#### TASKS:
- a) Answer these about the gun-control letter:
(i) In which newspaper, and on what date, did the opinion it responds to appear?
(ii) How many deaths does the columnist guess for next year?
(iii) In 1909, a medium-quality revolver and 100 cartridges cost the same as what?
- b) Please print the gun-control letter word for word from "Second, are guns" to "of gun violence.".
- c) Carry on writing the gun-control letter from its final sentence.

#### EXTRACTED TEXT:
⁂

This is a response to an opinion expressed by columnist Erik Steele in the Dec. 30 Bangor Daily News. He laments the availability of guns in our society, and resistance to gun control, and guesses that 39,000 people will die (needlessly?) next year. I took this as a direct stimulus to find the facts myself, and I challenge any of you to do the same.
First, these 39,000 dead are mostly suicides and criminals killed by police and citizens defending themselves. Actual murder victims are few and getting fewer. When killing a person (whether yourself, a former loved one, or the SOB who cut you off on the highway) is easy to do, it is impossible to control killing entirely. What is the common thread in all murders? Easy — the murderer. The murder rate in New York City is back to pre-gun control levels and why? Better gun control? No, of course not, it’s much more than that.
Second, are guns more available now than, say in 1909, when a medium-quality revolver and 100 cartridges cost the same as five Spaulding baseballs (all from the Sears Catalog, by mail)? Criminals will always have access to whatever they can steal and sell to each other, even in prison, which is much more heavily policed than any tolerable society. Besides, we are all born with several murder weapons at our disposal, and weapons literally grow on trees. It just isn’t cool to kill someone with a stick like it was in the caveman days, when there was no television to show the drama of gun violence.

⁂

#### GIVEN RECORDS:
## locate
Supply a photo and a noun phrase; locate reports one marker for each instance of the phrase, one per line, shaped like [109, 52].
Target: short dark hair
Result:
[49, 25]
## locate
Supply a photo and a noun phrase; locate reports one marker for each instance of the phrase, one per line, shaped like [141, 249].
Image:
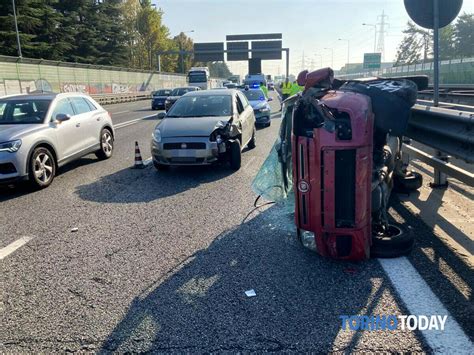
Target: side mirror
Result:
[61, 117]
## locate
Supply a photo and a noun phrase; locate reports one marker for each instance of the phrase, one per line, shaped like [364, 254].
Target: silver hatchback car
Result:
[41, 132]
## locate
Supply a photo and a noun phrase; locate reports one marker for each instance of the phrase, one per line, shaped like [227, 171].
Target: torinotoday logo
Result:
[393, 322]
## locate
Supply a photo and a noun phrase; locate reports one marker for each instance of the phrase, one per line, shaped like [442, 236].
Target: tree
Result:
[219, 70]
[39, 29]
[415, 44]
[464, 36]
[447, 43]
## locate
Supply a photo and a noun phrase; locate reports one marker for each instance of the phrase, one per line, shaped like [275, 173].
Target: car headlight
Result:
[11, 146]
[157, 135]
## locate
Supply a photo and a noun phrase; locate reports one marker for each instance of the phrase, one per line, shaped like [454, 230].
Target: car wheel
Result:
[412, 181]
[160, 167]
[235, 155]
[42, 168]
[106, 145]
[253, 143]
[391, 242]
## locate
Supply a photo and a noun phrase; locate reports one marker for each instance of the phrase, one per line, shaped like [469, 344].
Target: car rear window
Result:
[202, 106]
[80, 105]
[23, 111]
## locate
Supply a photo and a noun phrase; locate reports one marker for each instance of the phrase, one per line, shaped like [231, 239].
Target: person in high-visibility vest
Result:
[264, 88]
[295, 88]
[286, 89]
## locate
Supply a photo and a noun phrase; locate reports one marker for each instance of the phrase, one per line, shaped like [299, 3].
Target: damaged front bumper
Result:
[187, 151]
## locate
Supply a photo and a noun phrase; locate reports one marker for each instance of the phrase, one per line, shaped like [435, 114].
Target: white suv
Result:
[41, 132]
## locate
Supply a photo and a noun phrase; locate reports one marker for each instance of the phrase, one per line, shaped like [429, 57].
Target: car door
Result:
[246, 117]
[89, 120]
[241, 120]
[68, 133]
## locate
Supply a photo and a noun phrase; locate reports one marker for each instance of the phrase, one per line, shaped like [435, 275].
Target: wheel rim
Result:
[43, 167]
[107, 143]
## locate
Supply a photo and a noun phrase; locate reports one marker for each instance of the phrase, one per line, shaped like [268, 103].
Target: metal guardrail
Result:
[107, 99]
[450, 132]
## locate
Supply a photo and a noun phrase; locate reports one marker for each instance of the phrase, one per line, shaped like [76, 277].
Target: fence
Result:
[453, 71]
[23, 75]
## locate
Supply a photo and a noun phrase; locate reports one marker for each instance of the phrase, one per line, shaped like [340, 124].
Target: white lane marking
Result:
[420, 300]
[4, 252]
[128, 123]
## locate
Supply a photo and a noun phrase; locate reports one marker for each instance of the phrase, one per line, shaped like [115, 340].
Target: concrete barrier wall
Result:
[26, 75]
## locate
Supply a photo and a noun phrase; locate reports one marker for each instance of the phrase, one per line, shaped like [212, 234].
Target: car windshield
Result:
[254, 95]
[202, 106]
[197, 78]
[23, 111]
[181, 91]
[162, 93]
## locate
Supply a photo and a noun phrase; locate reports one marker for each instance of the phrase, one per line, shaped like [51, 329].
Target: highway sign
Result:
[372, 60]
[235, 51]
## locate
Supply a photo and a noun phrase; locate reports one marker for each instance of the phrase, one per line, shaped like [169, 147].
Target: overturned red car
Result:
[346, 160]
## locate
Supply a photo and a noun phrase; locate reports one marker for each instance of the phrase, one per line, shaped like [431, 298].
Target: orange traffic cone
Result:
[138, 158]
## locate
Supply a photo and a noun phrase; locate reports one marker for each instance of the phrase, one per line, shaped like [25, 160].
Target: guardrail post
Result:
[405, 155]
[440, 178]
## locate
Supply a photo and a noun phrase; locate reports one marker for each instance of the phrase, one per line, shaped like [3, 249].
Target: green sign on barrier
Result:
[372, 60]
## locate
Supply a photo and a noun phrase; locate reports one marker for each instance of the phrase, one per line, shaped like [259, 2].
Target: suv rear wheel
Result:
[106, 145]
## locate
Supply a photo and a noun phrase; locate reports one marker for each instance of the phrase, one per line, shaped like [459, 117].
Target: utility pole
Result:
[16, 29]
[332, 56]
[381, 42]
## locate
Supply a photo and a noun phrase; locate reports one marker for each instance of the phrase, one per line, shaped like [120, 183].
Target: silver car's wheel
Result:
[106, 145]
[42, 167]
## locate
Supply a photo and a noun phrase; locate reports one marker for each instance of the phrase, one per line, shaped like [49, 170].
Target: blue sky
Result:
[307, 25]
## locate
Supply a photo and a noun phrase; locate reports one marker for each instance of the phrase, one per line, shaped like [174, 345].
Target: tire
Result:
[160, 167]
[106, 145]
[412, 181]
[252, 142]
[235, 155]
[391, 244]
[42, 168]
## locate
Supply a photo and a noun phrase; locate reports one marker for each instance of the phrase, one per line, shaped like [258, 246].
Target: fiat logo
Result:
[303, 186]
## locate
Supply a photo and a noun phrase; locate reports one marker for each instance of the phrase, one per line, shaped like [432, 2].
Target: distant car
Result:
[204, 127]
[41, 132]
[158, 99]
[260, 105]
[177, 93]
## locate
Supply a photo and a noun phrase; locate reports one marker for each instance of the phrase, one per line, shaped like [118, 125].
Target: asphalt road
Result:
[160, 262]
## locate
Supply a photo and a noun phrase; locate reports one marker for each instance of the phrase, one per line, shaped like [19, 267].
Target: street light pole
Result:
[181, 52]
[348, 51]
[332, 56]
[375, 34]
[16, 29]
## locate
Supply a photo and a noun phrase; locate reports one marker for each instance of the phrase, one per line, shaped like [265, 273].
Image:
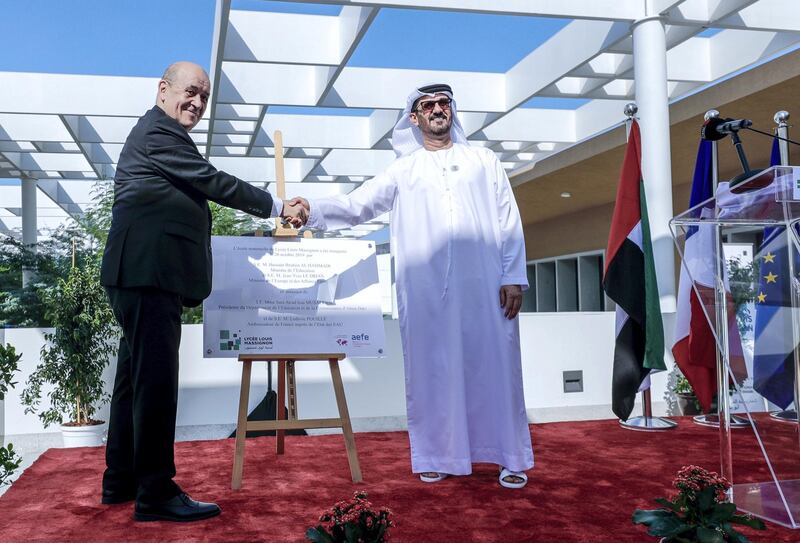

⁂

#### ANSWERS PER TASK:
- a)
(i) The Bangor Daily News, Dec. 30
(ii) 39,000
(iii) Five Spaulding baseballs

- b)
Second, are guns more available now than, say in 1909, when a medium-quality revolver and 100 cartridges cost the same as five Spaulding baseballs (all from the Sears Catalog, by mail)? Criminals will always have access to whatever they can steal and sell to each other, even in prison, which is much more heavily policed than any tolerable society. Besides, we are all born with several murder weapons at our disposal, and weapons literally grow on trees. It just isn’t cool to kill someone with a stick like it was in the caveman days, when there was no television to show the drama of gun violence.

- c)
Third, I challenge the good doctor, or any mortal, to carry all the U.S. gun-control laws if they could be assembled all in one place and printed on paper. People of all intelligences have been trying for decades to find a good gun control law system, but what difference does it make if a murderer is committing five or six offenses at once? That sixth law only adds to the judicial window-dressing. If laws really stopped crime, would we have crime problems? Let’s say Santa came back this January and took away all the guns in the world — do you know how easy it is for a machinist to make a gun in a crude metal shop? Ask the Afghan rebels.
Last, I must concede that some of the 39,000 gun deaths are accidents, but the accidental gun death rate was highest in 1904, not 1997. Just ask any insurance statistician: “Who is more likely to kill someone by accident, a gun collector or a doctor?” For every person shot, accidentally or otherwise, tere are many more people who suffer fatally from medical accidents. It’s just the nature of the human condition.
I think Steele is worried about guns because he sees a few gun violence victims, just like firemen are worried about fire safety ignorance and bankers are worried about Asian stock markets. Investigate the actual numbers behind my words, and think for yourself a little, and start worrying about the condition of your car’s brakes instead of the boy in Detroit who was killed in a drive-by.
Don Albert-Ames lives in Cherryfield.